# Compito richiesto 1
Elenca, trascrivendole per intero, tutte le righe che contengono la parola "shirt".

# Estratto fornito

◇ ◇ ◇

Il Palazzo di giustizia di Caltanissetta

L’accusa è di aver sequestrato il figlio di un funzionario di polizia iracheno chiedendo poi il riscatto per liberarlo. È la contestazione per cui la procura ha chiesto il loro rinvio a giudizio. E, in udienza preliminare, i due hanno chiesto e ottenuto di essere giudicati con il rito abbreviato, condizionandolo all’audizione di due testi informati sui fatti.
Queste le scelte processuali di Roberto Mantio, 30 anni di Mussomeli, e Massimo Cusin, 64 anni, di origini piemontesi, (assistiti dagli avvocati Giuseppe Dacquì e Ruggero Mancino), mentre un terzo è ancora irreperibile.

La richiesta di rinvio a giudizio è stata avanzata, al gup Graziella Luparello, dal pm Claudia Pasciuti, che ha contestato ai due l’ipotesi di sequestro di persona a scopo di estorsione. Il rapito è un giovane iracheno, figlio di un funzionario di polizia nel suo Paese d’origine, al quale sarebbero stati chiesti 460 mila dollari per la liberazione del figlio, attirato a Mussomeli con una proposta di lavoro che poi, in realtà, si sarebbe rivelata una trappola. Lo avrebbero rinchiuso in un’abitazione di Mussomeli, con il pretesto di volergli offrire ospitalità e, invece, una volta arrivati in quella casa lo avrebbero bendato e legato imprigionandolo con una catena di ferro a un gancio che sporgeva dal pavimento. Puntandogli una pistola alla testa lo avrebbero costretto a chiamare il padre, in Patria, perché pagasse il riscatto. Poi i rapitori sarebbero andati via per un po’, minacciandolo anche di morte. Il sequestrato è riuscito a liberarsi da quella catena ed è salito sul tetto dell’abitazione per richiamare l’attenzione di qualcuno, chiedendo aiuto. E, in effetti, in breve sono stati avvertiti i carabinieri.

◇ ◇ ◇

# Estratti del dataset di puntamento
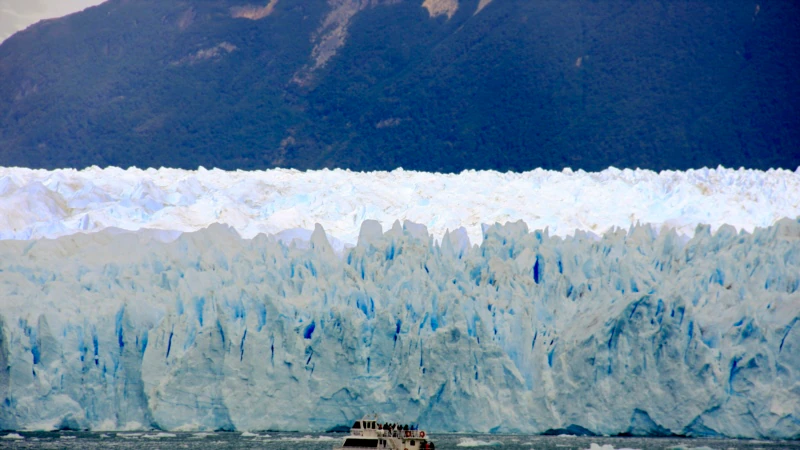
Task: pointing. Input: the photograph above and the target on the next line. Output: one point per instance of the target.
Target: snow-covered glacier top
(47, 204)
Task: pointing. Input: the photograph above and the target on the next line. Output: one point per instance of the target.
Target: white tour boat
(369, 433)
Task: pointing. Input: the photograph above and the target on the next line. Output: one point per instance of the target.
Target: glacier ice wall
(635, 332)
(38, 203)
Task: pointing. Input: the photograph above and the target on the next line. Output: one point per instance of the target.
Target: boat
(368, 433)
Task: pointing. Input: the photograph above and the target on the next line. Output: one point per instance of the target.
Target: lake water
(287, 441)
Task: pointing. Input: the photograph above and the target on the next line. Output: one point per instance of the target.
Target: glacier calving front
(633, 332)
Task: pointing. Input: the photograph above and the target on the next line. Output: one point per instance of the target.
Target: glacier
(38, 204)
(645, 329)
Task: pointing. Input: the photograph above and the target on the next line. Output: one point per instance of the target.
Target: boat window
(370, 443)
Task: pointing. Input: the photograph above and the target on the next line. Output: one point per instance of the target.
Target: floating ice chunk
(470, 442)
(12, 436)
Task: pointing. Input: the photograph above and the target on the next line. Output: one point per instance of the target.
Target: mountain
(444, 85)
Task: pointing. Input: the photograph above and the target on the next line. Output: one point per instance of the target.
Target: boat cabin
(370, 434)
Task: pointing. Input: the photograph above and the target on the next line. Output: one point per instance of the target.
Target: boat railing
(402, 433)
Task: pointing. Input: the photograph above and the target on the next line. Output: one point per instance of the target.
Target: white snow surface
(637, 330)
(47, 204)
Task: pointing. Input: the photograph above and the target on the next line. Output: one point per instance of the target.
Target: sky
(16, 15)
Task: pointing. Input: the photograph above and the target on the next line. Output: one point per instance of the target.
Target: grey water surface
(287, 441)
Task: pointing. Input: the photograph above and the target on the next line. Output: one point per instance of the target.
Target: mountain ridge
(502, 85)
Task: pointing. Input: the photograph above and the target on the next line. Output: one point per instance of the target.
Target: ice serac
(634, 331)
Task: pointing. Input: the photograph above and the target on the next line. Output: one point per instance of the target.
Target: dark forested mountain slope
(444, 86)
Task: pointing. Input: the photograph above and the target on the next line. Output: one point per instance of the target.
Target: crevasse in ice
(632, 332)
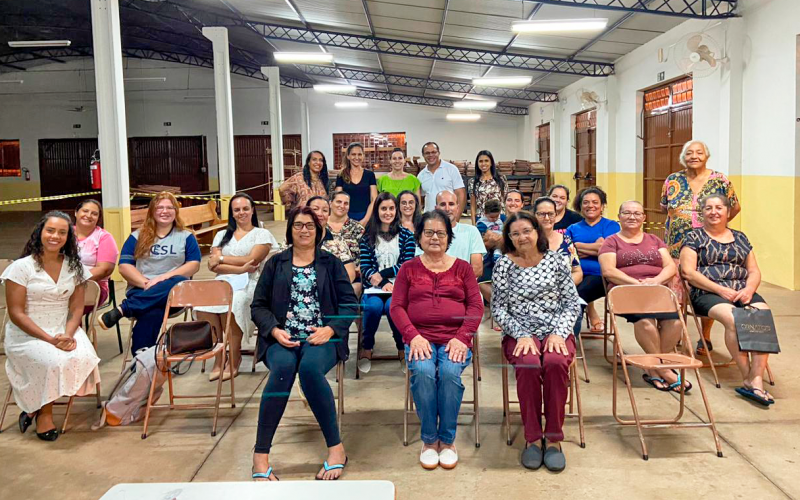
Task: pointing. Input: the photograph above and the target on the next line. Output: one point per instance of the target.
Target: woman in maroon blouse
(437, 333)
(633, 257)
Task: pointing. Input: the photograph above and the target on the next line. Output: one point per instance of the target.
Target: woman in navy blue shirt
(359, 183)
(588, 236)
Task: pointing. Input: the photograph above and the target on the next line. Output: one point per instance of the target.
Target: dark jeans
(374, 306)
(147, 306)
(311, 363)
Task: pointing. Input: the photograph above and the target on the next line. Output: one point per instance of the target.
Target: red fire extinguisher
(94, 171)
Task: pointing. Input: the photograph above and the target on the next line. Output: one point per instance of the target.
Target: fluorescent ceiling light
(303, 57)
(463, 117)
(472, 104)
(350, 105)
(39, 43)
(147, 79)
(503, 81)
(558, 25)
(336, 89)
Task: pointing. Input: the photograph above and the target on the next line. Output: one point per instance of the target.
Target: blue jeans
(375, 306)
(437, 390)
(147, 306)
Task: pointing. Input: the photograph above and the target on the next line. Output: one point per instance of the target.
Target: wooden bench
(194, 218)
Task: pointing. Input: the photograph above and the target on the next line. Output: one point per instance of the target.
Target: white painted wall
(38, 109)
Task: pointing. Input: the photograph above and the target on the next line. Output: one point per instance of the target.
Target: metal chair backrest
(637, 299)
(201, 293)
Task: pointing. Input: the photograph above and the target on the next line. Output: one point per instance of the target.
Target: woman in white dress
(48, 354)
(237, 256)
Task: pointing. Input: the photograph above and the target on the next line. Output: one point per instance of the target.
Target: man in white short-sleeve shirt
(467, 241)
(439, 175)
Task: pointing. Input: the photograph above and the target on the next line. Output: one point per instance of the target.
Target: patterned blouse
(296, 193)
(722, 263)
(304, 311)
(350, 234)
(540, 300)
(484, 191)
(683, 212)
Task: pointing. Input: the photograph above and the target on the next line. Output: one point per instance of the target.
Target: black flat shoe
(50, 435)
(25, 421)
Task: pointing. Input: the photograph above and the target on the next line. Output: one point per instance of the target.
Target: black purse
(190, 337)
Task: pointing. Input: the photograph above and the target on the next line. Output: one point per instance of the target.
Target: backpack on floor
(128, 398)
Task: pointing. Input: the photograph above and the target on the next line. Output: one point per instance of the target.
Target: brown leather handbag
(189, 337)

◇ ◇ ◇

# Compito richiesto 2
Secondo l'estratto sul sequestro di Mussomeli, per quale motivo il giovane iracheno è salito sul tetto dell'abitazione? Rispondi in una o due frasi.

# Risultato del compito 1
Target: woman in navy blue shirt
Target: man in white short-sleeve shirt

# Risultato del compito 2
Dopo essere riuscito a liberarsi dalla catena, il giovane è salito sul tetto per richiamare l'attenzione di qualcuno e chiedere aiuto. In breve sono stati poi avvertiti i carabinieri.